**Written problem:**
Format the lines starting at the one containing "Objective: for every instance of the white car, indicate" and ending at the one containing "Target: high-rise residential building" as a JSON list of strings, one string per line, omitting blank lines.

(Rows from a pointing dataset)

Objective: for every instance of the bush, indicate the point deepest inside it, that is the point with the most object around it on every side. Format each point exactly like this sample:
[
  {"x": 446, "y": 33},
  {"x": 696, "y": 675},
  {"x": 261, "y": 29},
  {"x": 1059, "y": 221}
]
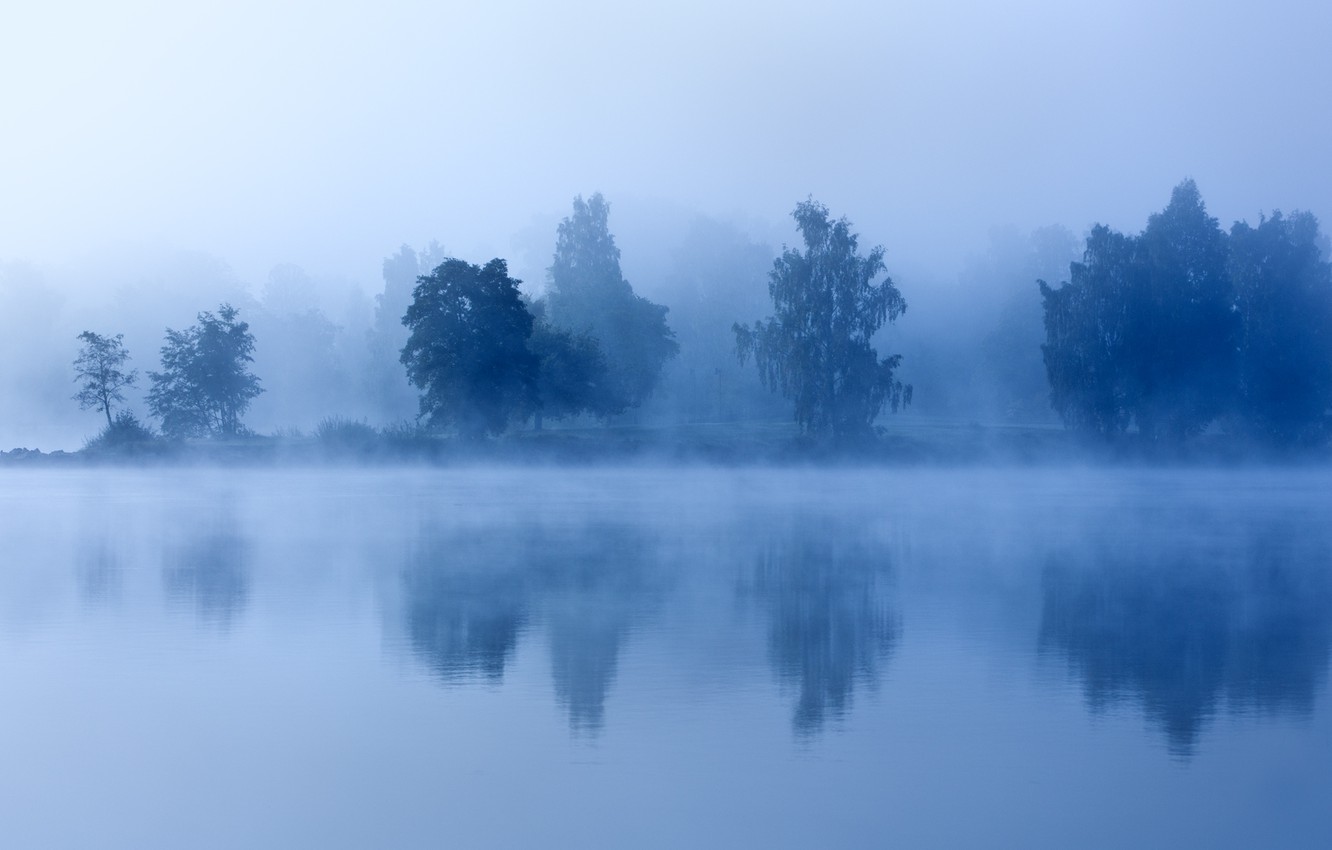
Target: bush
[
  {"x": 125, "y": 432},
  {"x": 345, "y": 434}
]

--

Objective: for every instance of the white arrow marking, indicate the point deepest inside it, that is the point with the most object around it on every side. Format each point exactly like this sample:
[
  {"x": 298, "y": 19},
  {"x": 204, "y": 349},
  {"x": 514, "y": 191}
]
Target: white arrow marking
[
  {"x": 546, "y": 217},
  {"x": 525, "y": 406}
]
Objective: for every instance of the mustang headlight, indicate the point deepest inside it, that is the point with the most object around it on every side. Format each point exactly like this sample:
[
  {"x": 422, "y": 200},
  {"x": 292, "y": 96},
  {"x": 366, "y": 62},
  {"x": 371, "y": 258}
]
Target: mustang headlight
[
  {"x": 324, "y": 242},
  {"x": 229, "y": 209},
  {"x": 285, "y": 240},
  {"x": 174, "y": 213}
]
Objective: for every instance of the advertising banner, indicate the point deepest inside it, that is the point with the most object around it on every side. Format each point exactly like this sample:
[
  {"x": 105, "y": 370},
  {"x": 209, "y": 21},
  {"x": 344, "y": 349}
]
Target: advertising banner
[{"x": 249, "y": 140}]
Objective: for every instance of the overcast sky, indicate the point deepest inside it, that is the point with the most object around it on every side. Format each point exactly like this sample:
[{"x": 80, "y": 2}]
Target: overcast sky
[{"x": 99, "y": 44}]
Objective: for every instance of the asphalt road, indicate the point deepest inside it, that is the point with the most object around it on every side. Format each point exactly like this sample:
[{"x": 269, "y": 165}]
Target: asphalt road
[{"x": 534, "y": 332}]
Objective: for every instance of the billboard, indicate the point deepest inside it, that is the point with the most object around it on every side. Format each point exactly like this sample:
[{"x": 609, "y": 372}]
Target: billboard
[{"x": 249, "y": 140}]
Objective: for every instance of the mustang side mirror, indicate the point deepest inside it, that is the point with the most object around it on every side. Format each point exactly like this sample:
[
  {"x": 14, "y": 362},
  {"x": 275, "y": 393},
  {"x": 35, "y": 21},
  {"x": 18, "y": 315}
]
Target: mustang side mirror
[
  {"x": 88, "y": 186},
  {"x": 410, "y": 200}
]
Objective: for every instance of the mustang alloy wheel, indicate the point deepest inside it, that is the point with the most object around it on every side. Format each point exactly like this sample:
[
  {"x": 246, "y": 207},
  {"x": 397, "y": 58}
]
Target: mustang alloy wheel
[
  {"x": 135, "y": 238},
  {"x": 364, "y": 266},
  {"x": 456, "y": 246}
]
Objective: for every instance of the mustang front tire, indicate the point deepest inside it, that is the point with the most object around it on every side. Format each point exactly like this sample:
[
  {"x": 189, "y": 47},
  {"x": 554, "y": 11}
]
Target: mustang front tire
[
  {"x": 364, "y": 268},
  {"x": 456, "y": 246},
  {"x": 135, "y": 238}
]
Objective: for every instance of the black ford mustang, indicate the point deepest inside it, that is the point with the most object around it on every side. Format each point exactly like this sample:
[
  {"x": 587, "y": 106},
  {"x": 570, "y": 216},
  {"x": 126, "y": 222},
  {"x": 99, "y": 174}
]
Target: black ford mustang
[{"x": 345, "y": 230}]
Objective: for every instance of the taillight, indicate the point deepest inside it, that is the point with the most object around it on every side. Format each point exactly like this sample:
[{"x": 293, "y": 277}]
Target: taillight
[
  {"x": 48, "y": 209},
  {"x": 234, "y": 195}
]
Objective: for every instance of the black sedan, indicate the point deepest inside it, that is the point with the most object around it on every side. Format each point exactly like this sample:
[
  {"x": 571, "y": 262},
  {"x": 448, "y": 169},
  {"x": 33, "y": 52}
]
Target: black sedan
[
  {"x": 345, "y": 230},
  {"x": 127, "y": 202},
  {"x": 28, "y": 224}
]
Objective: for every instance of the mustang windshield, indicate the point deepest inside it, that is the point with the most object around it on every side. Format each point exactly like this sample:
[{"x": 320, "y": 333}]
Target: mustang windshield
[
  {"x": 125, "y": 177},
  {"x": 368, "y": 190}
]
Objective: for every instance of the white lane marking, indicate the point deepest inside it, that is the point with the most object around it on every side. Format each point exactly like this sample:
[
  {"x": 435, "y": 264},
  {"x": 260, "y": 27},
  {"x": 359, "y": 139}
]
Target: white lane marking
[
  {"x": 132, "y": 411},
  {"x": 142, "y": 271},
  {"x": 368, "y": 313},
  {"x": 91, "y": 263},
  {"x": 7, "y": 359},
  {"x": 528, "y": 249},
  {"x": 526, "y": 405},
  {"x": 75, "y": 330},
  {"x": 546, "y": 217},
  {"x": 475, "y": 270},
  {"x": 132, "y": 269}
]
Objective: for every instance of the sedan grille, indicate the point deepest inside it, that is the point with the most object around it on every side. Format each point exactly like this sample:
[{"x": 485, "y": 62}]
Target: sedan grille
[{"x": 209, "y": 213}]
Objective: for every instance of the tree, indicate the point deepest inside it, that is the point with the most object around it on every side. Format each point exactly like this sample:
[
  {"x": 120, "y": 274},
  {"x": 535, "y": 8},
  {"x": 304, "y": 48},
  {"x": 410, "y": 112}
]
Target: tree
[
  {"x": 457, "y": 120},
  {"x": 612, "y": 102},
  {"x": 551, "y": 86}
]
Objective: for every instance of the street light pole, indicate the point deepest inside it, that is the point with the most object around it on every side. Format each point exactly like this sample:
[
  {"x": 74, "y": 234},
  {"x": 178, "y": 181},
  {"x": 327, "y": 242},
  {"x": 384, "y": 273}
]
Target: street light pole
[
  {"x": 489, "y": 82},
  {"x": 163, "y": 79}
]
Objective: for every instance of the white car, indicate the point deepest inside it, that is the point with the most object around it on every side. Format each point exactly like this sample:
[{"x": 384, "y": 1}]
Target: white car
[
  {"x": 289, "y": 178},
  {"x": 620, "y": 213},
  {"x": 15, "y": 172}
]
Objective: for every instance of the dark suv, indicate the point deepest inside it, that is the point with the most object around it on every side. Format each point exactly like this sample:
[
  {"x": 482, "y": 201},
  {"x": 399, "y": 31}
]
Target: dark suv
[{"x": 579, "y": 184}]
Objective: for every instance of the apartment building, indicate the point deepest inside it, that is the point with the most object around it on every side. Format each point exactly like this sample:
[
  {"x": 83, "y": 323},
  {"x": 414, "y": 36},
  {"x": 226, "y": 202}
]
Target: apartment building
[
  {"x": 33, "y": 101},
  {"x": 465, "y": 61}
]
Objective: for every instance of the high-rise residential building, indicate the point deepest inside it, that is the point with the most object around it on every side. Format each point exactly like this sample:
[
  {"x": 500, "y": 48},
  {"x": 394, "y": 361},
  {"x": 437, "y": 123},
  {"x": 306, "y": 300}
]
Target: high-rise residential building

* * *

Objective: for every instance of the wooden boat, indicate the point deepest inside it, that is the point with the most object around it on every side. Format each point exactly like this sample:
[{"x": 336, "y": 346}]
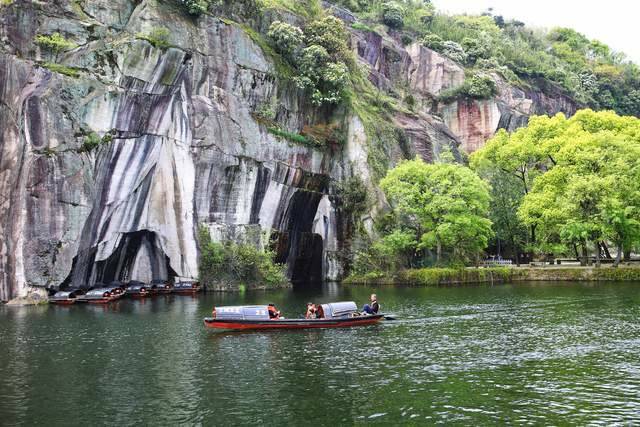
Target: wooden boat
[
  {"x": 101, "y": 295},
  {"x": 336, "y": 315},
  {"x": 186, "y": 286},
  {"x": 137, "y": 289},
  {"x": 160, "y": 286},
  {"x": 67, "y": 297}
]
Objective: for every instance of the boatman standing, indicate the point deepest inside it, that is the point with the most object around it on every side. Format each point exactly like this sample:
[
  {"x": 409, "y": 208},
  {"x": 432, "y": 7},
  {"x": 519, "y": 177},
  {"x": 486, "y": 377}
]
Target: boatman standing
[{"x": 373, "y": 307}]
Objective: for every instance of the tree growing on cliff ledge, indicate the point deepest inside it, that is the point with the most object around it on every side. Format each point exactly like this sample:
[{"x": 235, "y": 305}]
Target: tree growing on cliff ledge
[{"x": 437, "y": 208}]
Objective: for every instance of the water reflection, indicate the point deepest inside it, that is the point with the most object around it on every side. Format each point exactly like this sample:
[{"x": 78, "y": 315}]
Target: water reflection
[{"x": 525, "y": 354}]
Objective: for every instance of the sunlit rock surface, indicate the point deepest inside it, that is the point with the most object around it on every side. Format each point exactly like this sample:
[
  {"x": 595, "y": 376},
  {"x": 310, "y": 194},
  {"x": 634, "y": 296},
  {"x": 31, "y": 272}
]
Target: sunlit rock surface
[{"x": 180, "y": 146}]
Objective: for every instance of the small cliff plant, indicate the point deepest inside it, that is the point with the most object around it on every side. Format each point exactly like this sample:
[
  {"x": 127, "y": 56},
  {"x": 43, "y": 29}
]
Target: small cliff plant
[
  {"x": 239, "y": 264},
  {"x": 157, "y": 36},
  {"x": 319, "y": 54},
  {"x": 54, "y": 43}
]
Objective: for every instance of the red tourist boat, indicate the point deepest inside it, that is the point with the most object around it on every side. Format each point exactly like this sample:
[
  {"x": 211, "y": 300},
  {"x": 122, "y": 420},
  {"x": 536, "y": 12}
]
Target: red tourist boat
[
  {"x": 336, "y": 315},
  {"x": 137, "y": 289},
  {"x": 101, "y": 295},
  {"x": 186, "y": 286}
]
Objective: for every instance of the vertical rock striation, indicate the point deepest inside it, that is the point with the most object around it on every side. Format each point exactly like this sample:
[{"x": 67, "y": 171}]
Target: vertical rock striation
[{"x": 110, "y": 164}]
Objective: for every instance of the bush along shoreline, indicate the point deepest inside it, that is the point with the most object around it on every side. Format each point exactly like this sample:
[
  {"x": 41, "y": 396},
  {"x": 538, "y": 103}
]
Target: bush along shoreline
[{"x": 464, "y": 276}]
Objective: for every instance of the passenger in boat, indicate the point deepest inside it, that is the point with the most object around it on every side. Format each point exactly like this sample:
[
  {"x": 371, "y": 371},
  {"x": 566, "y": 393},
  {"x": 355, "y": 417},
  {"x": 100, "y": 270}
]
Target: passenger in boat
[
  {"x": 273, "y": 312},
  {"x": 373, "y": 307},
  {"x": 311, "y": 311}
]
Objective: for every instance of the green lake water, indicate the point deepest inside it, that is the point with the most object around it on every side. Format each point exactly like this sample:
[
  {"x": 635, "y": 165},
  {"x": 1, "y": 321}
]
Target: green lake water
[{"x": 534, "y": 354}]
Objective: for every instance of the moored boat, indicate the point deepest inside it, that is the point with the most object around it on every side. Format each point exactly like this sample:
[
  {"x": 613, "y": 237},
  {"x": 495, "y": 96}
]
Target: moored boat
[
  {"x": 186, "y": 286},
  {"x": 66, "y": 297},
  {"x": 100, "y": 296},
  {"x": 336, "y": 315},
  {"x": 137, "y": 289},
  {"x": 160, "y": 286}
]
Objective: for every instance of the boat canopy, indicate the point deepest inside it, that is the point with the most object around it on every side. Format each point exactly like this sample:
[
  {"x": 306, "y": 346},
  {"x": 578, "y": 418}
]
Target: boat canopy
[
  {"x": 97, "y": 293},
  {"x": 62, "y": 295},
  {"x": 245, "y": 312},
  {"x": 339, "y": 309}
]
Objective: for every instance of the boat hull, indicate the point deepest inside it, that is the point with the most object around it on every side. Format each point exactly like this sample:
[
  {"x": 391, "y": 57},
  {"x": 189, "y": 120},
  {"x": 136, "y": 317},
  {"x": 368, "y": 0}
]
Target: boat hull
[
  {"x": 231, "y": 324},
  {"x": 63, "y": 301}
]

**The response:**
[
  "Objective: for every instance of the white car, indicate the point deepest inside it, that is the point with the most object around it on every side. Format each point exactly like this sample:",
  "[{\"x\": 384, \"y\": 1}]",
  "Target: white car",
  "[",
  "  {\"x\": 289, \"y\": 178},",
  "  {\"x\": 620, \"y\": 213},",
  "  {\"x\": 15, \"y\": 172}",
  "]",
  "Objective: for every instance of the dark suv, indicate the point deepest inside it, that is the point with the most object around it on every side. Format each point exactly like this sample:",
  "[",
  "  {\"x\": 482, \"y\": 201},",
  "  {\"x\": 399, \"y\": 31}",
  "]",
  "Target: dark suv",
  "[{\"x\": 579, \"y\": 184}]",
  "Objective: for every instance of the apartment building, indicate the point deepest inside it, that is the point with the most object around it on every side. Format each point exactly like this sample:",
  "[",
  "  {\"x\": 83, \"y\": 323},",
  "  {\"x\": 414, \"y\": 36},",
  "  {\"x\": 226, \"y\": 202}",
  "]",
  "Target: apartment building",
  "[",
  "  {\"x\": 33, \"y\": 101},",
  "  {\"x\": 465, \"y\": 61}",
  "]",
  "Objective: for every instance of the high-rise residential building, indicate the point deepest inside it, that is the point with the most object around it on every side. Format each point exactly like this sample:",
  "[",
  "  {\"x\": 500, \"y\": 48},",
  "  {\"x\": 394, \"y\": 361},",
  "  {\"x\": 437, \"y\": 123},",
  "  {\"x\": 306, \"y\": 300}",
  "]",
  "Target: high-rise residential building"
]